[START OF SELECTED EXCERPT]

The data in brackets are known as tag pairs, and the first word in each bracket is the tag name. Below the tags is the “movetext” section.
rbitr stores chess games as
tibbles. The main reason for this
is that the moves of longer chess games can make the onscreen display of
a data frame rather unwieldy, whereas tibbles are designed to provide a
nice orderly display. With get_pgn(), each game in a PGN file will
become a row in a tibble, each tag will become a column, and each tag
name will become a column name. The moves become an additional column
named “Movetext”. Tibbles or data frames in this format may be saved as
PGN files with the function save_pgn().
A few example PGN files have been included with the rbitr package. Here’s an example showing how to import a PGN file containing two short games.
two_games_path <- file.path(
system.file(package = 'rbitr'),
'extdata',
'two_games.pgn'
)
get_pgn(two_games_path)
#> # A tibble: 2 × 8
#> Event Site Date Round White Black Result Movetext
#> <chr> <chr> <chr> <chr> <chr> <chr> <chr> <chr>
#> 1 Casual Game 221B Baker Street 1887.04.01 ? Sher… John… 1-0 1. e4 g…
#> 2 Casual Game Not in Kansas Anymore 1900.05.17 ? Scar… Osca… 1-0 1. e4 f…PGN files often contain more data than the simple examples just shown. For example, PGN files of online games may store clock data for timed games, or game analyses by chess engines. Here’s an example from a PGN file containing both of these types of data.
pgn_path <- file.path(
system.file(package = 'rbitr'),
'extdata',
'short_game.pgn'
)
pgn <- get_pgn(pgn_path)
strwrap(pgn$Movetext, 70)
#> [1] "1. e4 { [%eval 0.05] [%clk 0:05:00] } 1... e5 { [%eval 0.21] [%clk"
#> [2] "0:05:00] } 2. d4 { [%eval 0.0] [%clk 0:05:07] } 2... f6 { [%eval"
#> [3] "1.94] [%clk 0:05:02] } 3. dxe5 { [%eval 1.43] [%clk 0:05:13] } 3..."
#> [4] "fxe5 { [%eval 8.27] [%clk 0:05:07] } 4. Qh5+ { [%eval 8.55] [%clk"
#> [5] "0:05:21] } 4... Ke7 { [%eval 10.78] [%clk 0:05:05] } 5. Qxe5+ {"

[END OF SELECTED EXCERPT]

TO DO: List every column name in the tibble that the rbitr excerpt prints for two_games.pgn. The lines that come next are unrelated to the rbitr excerpt above.

[START OF COLLECTED DATA]

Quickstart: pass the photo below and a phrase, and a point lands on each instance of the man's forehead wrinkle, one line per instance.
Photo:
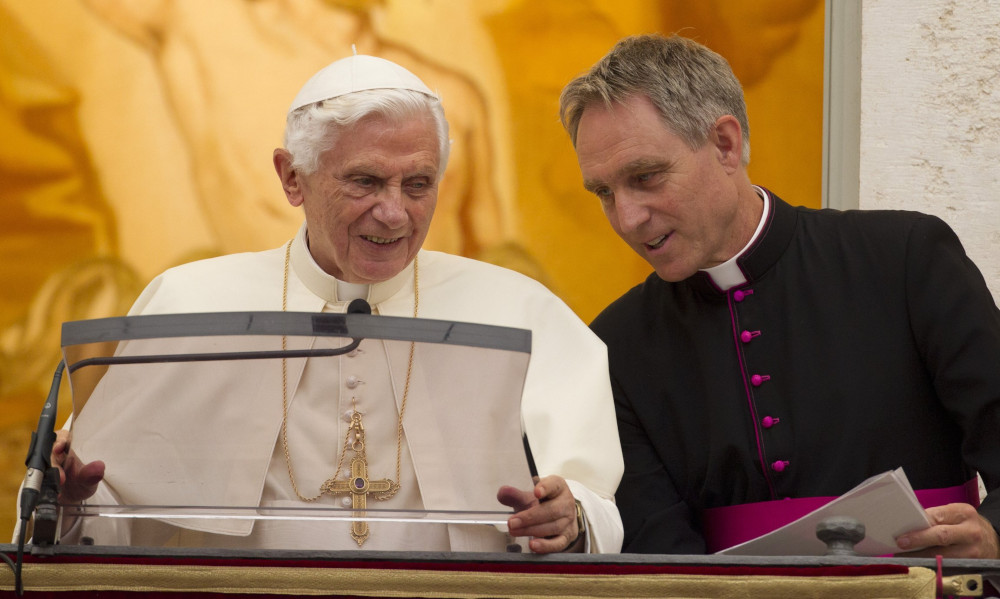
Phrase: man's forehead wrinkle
(629, 168)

[END OF COLLECTED DATA]

THE RESULT: Event, Site, Date, Round, White, Black, Result, Movetext